→ Exercise requirements
The response should consist of every line below, unchanged.

→ Given records
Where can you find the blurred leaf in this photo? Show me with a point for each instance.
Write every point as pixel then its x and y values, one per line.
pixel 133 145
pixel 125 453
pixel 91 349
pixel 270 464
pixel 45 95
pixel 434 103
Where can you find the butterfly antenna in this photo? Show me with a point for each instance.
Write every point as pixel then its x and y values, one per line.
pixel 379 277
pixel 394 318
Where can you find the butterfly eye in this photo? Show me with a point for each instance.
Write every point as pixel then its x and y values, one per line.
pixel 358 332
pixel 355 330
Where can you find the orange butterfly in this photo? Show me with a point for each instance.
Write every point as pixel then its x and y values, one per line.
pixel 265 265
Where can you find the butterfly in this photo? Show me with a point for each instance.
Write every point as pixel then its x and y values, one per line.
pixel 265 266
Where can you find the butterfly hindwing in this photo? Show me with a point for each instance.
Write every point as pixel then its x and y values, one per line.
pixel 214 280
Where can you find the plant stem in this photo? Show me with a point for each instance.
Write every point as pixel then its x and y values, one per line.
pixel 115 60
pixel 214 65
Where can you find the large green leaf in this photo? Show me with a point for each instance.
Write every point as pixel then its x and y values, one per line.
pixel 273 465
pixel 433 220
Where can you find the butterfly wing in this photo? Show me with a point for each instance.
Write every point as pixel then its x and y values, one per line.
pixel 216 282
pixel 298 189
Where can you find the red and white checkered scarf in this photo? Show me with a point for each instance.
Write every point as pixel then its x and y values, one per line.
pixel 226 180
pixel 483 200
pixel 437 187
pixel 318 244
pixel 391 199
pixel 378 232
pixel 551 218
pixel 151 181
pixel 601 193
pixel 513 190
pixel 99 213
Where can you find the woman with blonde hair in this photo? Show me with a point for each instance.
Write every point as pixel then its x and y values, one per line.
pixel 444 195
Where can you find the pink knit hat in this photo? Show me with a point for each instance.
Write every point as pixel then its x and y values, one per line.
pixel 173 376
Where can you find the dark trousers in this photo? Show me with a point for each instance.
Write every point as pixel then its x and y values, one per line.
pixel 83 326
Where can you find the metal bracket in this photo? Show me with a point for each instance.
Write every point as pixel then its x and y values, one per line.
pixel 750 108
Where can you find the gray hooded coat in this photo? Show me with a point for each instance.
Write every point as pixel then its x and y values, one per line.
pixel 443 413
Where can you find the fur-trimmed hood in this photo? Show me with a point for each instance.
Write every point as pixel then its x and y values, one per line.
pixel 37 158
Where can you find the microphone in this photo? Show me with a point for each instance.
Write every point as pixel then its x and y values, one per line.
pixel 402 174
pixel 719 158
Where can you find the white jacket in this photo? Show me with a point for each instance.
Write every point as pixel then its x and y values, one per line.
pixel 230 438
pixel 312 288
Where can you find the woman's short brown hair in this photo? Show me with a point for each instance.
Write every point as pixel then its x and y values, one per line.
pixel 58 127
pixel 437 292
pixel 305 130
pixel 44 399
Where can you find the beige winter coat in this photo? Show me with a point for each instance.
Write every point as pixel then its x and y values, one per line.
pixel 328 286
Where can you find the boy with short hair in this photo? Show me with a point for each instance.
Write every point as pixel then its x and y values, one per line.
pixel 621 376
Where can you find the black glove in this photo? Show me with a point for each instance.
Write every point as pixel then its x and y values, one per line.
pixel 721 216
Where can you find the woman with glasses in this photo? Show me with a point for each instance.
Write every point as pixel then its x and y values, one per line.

→ Written solution
Where can you find the blurred leaf in this photo? Show me with a point for each instance.
Write every point as pixel then its x and y values, one per line.
pixel 133 145
pixel 125 453
pixel 91 349
pixel 270 464
pixel 45 95
pixel 434 103
Where can you find the butterfly antenna in this photo? Show me with a point for each instance.
Write every point as pixel then its x and y values, one per line.
pixel 379 277
pixel 394 318
Where can you find the butterfly eye in this photo? Show me with a point for each instance.
Write every point as pixel then its x and y values, one per line.
pixel 358 332
pixel 355 330
Where can you find the orange butterfly in this photo? Show me with a point for each instance.
Write every point as pixel then its x and y values, one per line.
pixel 265 265
Where can you find the butterfly in this photo? Show me with a point for each instance.
Write every point as pixel then its x and y values, one per line.
pixel 265 266
Where can you find the butterfly hindwing in this photo? Show me with a point for each instance.
Write every point as pixel then its x and y values, one per line.
pixel 214 280
Where can you find the plant stem in this photo? Show me with a point for each instance.
Write every point as pixel then its x and y values, one per line.
pixel 115 60
pixel 214 65
Where can you find the large green leaf in this photo? Show me with a point for each instance.
Write every point as pixel then its x and y values, one per line.
pixel 273 465
pixel 433 220
Where can you find the butterfly wing in this photo? Show me with a point for each instance.
Write every point as pixel then its x and y values, one per line.
pixel 216 282
pixel 298 189
Where can you find the red and white checkered scarf in this photo? Show me with a point for each instance.
Write every point as pixel then its x and y values, one per line.
pixel 226 180
pixel 483 200
pixel 437 187
pixel 318 244
pixel 391 199
pixel 378 232
pixel 551 218
pixel 151 181
pixel 601 193
pixel 513 190
pixel 99 213
Where can you find the woman with blonde hair in this photo? Show me with a point for each instance.
Write every point as pixel then its x and y values, one per line.
pixel 444 195
Where can you find the pink knit hat in this photo? Show me with a point for each instance.
Write every point as pixel then its x and y values, one per line.
pixel 173 376
Where can you find the dark trousers in this photo? Show me with a point for each instance.
Write every point as pixel then its x and y values, one per line.
pixel 83 326
Where can you find the metal bracket in this photo? Show me with a point for each instance.
Write every point as pixel then its x and y values, one per line.
pixel 750 108
Where can you find the gray hooded coat in this photo? Show me with a point for each instance.
Write every point as pixel then its x and y values, one per line.
pixel 443 413
Where can you find the fur-trimmed hood in this photo? Show me with a point for each instance.
Write every point as pixel then its x and y values, one per line.
pixel 37 158
Where can you find the microphone in this photo? Show me with a point for each instance.
Write every point as pixel then its x and y values, one per line.
pixel 402 174
pixel 719 158
Where can you find the white jacket in this photo? Show me with a point for each instance.
Write every point as pixel then its x and y values, one per line.
pixel 230 438
pixel 312 288
Where can you find the woman's short brown hair in this photo? Show me with a point for each instance.
Write every point as pixel then its x and y values, one per line.
pixel 58 127
pixel 437 292
pixel 305 130
pixel 44 399
Where can you find the beige winter coat in this photo? Show me with a point for each instance.
Write every point as pixel then its x and y values, one per line.
pixel 328 286
Where can you find the boy with short hair in this photo? Show me with a point for each instance.
Write every point as pixel then its x and y values, one per line.
pixel 621 376
Where can you find the black glove in this photo? Show me with a point for each instance.
Write every point as pixel then its x and y values, one per line.
pixel 721 216
Where can you find the woman with glasses in this photo? Show me with a point for each instance.
Write every point as pixel then its x and y values, one per line.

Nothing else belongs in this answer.